» Exercise passage:
══════════

Growing up in Bruce, Alberta, it was natural for Samantha King to gravitate to country music. At the tender age of 13, King won the 1998 Country Vocal Spotlight competition which led to her representing Northlands and the City of Edmonton at the Canadian Finals Rodeo.
For close to a decade, the multiple-award-winner swam in country waters receiving accolades for both singing and writing. But her heart, even as a teenager, belonged to blues and soul music. On Thursday, Sept. 2, King performs in St. Albert as the marquee act for the Arden Theatre’s Plaza Series.
And she’s making up for lost time as her songs hark back to soul, blues and jazz clubs tinged with dark lighting and vocalists singing poignant tales of love and loss.
“It was a natural switch. It couldn’t have happened earlier. I’d won a country music competition and did country music gigs. I loved it and I wanted to sing. People in country were so nice, so I did it for a number of years. But something was missing. When I sang the blues or Motown, I would completely lose myself in it. It was like therapy. I finally put my foot down and said, ‘This is me. This what I love to do,” said King.
Accompanying King on Thursday is Jimmy Guiboche, Edmonton Blues Hall of Fame Inductee and guitarist extraordinaire.
“I’m excited to be playing with Jimmy again. I haven’t played with him in years. The energy he brings to any stage is amazing. When we play together, I get lost in the moment,” said King.
“Jimmy and I love the blues so much. It’s like a therapy. We wake up every day and have blues running through our brains. When you work with a certain musician, and you have a natural connection, every time you play on stage, things just click.”
King's shift occurred after she returned from Vancouver in 2018 from studying an intensive global makeup program that prepared her to focus in any field from high-fashion runway gigs to creating special effect looks for TV and film.
A few days after she returned to Edmonton, Mark Beaudoin of the Retrofitz, was putting together a blues band and invited her to come on board as vocalist. He was gunning to perform in the 35th International Blues Challenge held in Memphis, Tennessee.
The band quickly jumped on the train and auditioned for the initial part of the challenge in Edmonton where they won a berth to Memphis. Unfortunately, Memphis was full of tough competition, and they scored 10th place.
“That was my first real hit on the blues. I’d never done a real blues gig before.”
Although not anointed as a blues champion, the competition gave King the push she needed to focus on expressing and translating music through the medium she loved.

══════════

» Information shown:
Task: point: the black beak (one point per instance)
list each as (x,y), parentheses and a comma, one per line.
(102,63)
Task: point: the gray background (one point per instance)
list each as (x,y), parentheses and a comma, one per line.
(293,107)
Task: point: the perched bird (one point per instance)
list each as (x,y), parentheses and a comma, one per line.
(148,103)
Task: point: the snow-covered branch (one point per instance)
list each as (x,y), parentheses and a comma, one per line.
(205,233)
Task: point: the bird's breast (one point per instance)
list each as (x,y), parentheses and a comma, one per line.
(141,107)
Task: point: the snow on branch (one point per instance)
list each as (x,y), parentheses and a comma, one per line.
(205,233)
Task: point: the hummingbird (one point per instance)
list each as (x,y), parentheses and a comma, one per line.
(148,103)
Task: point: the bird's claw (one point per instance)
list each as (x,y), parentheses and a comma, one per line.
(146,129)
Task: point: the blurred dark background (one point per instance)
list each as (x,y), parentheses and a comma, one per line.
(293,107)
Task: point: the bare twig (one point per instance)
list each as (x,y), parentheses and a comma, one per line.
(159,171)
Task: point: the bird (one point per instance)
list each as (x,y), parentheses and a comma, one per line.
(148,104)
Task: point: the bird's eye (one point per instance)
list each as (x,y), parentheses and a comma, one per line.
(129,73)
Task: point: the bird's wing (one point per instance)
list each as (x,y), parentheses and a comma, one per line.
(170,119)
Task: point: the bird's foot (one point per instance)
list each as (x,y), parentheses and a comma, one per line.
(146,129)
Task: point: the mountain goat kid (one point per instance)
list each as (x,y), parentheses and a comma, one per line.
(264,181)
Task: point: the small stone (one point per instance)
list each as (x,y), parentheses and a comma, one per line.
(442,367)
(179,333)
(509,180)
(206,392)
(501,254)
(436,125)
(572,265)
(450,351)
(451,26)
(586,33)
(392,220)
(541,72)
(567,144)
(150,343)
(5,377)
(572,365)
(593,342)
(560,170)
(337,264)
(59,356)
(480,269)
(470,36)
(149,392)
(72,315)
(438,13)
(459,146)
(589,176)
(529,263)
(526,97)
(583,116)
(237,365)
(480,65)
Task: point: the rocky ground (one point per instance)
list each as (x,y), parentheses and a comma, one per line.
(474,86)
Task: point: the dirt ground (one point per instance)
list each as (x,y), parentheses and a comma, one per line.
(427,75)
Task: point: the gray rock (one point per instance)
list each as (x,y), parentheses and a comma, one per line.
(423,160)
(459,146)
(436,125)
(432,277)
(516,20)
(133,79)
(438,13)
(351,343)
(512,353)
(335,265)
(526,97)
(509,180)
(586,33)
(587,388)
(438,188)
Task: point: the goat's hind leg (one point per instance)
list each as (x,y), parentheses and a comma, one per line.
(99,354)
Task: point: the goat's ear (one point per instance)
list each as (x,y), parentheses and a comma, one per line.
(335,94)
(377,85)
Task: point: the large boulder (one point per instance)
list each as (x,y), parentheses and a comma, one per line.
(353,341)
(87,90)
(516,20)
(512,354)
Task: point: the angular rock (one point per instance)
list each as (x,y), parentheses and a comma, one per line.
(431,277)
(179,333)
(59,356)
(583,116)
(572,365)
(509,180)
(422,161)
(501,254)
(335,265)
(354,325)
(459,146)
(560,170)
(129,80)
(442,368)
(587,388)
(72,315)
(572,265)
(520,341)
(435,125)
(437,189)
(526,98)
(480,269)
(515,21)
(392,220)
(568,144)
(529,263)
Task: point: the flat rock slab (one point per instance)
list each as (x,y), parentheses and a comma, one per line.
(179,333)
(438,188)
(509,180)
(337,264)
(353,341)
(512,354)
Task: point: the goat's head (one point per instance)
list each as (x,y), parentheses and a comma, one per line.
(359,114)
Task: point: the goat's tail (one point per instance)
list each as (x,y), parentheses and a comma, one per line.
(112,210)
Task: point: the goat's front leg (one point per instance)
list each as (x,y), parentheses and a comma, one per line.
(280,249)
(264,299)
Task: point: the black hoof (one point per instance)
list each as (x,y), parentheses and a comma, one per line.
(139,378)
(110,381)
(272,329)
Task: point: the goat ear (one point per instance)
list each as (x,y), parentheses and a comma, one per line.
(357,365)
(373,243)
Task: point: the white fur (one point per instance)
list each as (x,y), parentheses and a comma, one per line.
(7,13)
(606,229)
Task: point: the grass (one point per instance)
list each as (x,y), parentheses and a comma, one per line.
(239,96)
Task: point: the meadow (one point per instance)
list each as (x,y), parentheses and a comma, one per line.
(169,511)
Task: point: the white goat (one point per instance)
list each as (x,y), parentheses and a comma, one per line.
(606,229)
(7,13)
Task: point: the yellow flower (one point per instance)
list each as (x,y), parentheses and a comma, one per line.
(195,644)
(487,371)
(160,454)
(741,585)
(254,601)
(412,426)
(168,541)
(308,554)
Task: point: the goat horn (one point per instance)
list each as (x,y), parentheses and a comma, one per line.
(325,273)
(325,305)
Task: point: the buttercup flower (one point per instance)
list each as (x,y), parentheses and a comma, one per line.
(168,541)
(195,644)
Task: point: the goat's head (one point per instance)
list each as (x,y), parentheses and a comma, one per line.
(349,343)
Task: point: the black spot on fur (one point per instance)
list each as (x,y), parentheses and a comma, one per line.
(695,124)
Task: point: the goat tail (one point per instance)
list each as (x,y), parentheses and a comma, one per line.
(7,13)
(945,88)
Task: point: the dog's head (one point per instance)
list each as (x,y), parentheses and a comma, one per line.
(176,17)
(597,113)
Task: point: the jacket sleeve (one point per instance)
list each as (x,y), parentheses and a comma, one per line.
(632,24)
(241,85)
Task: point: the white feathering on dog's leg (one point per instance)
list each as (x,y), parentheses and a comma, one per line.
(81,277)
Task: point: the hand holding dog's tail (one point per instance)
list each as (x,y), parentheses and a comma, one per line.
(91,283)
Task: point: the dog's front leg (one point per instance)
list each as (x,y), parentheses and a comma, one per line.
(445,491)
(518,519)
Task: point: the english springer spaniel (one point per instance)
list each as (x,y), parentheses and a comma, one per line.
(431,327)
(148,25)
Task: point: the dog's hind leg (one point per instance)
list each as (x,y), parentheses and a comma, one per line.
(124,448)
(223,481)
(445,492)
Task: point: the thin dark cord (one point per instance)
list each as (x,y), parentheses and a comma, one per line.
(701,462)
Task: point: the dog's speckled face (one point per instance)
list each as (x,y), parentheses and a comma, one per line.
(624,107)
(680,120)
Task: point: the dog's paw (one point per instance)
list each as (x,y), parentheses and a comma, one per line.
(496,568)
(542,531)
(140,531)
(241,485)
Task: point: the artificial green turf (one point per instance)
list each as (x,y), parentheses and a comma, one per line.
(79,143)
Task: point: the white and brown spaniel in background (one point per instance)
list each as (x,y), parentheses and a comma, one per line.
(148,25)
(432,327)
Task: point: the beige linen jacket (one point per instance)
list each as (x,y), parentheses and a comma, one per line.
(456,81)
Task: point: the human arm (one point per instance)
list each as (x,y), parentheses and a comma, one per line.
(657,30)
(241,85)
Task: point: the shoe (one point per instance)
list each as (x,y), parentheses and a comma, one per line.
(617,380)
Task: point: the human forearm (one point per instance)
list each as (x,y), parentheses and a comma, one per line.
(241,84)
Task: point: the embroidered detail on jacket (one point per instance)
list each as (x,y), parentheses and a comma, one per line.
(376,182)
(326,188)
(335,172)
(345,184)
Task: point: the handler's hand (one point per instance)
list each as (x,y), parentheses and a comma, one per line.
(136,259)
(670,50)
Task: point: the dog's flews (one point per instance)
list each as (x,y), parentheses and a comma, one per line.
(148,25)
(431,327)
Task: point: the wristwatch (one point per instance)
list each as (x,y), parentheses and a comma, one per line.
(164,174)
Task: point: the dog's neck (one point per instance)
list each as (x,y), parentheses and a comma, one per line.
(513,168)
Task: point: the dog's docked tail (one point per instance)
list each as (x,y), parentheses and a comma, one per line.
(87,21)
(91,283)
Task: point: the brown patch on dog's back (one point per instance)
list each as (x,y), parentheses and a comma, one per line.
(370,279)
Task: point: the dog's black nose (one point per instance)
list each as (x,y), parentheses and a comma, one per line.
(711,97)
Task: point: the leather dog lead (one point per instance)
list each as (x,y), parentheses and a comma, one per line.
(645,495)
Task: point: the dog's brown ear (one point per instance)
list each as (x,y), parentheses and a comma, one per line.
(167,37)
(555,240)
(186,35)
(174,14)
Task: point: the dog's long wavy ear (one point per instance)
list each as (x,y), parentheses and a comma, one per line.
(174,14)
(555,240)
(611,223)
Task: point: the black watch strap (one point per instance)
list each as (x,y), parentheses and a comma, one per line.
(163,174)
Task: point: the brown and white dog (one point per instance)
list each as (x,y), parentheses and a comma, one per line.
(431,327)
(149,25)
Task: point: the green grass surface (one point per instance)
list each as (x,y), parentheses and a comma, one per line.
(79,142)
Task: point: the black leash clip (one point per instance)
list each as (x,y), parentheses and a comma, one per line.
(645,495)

══════════

» Task list:
- A) Render this sentence from the article about Samantha King in Spanish: "Accompanying King on Thursday is Jimmy Guiboche, Edmonton Blues Hall of Fame Inductee and guitarist extraordinaire."
- B) Write the next few sentences of the article about Samantha King, picking up after its final sentence.
The material can be set aside; nothing here depends on it.

» Answer set:
- A) Acompaña a King el jueves Jimmy Guiboche, miembro del Salón de la Fama del Blues de Edmonton y guitarrista extraordinario.

- B)
Once COVID hit, she took a step back from singing and directed her energies instead on songwriting, some of which she hopes to record in the near future.
In talking to her, King exudes a bubbly personality mixed with the wisdom of an old soul, qualities that people who work with her admire. In early 2021, Tom McKillop, producer of her award-winning debut album, This Is Forever, phoned her with an offer she couldn’t refuse.
Tom Jackson, of the annual Huron Carole fundraiser to defeat hunger, invited her to perform on the 2021 edition that was taped in August at a Calgary studio.
“I had performed once with him when I was 17. I’d sung one song, and I’d always wanted to be part of the tour,” she said.
For King there was a personal reason for helping the hungry and homeless. Her father, once a prominent IT specialist who flew across the world working on major projects, developed serious addiction issues and lived on the streets.
Even when living on the streets, he never abandoned his daughter. King recalls seeing her father on the periphery of crowds watching her whenever she sang in downtown Edmonton.
“He taught me a lot, and it made me more grateful to be able to make choices he couldn’t. I’m grateful for the life lessons he gave me. I too have an addictive personality. I don’t drink and stay away from some situations. I have a choice and if I make the right choices, I won’t end up where he was.”
King will be singing mainly covers at the Arden bash with a few originals thrown in the mix.
Opening for her is Kate Blechinger, an Edmonton vocalist, composer and arranger. Originally from Regina, she’s a graduate of MacEwan University's Bachelor of Music program. She’s performed with the 1940s harmony group, The Jivin’ Belles and in 2019 released her 12-track album, Under a Dancing Sky.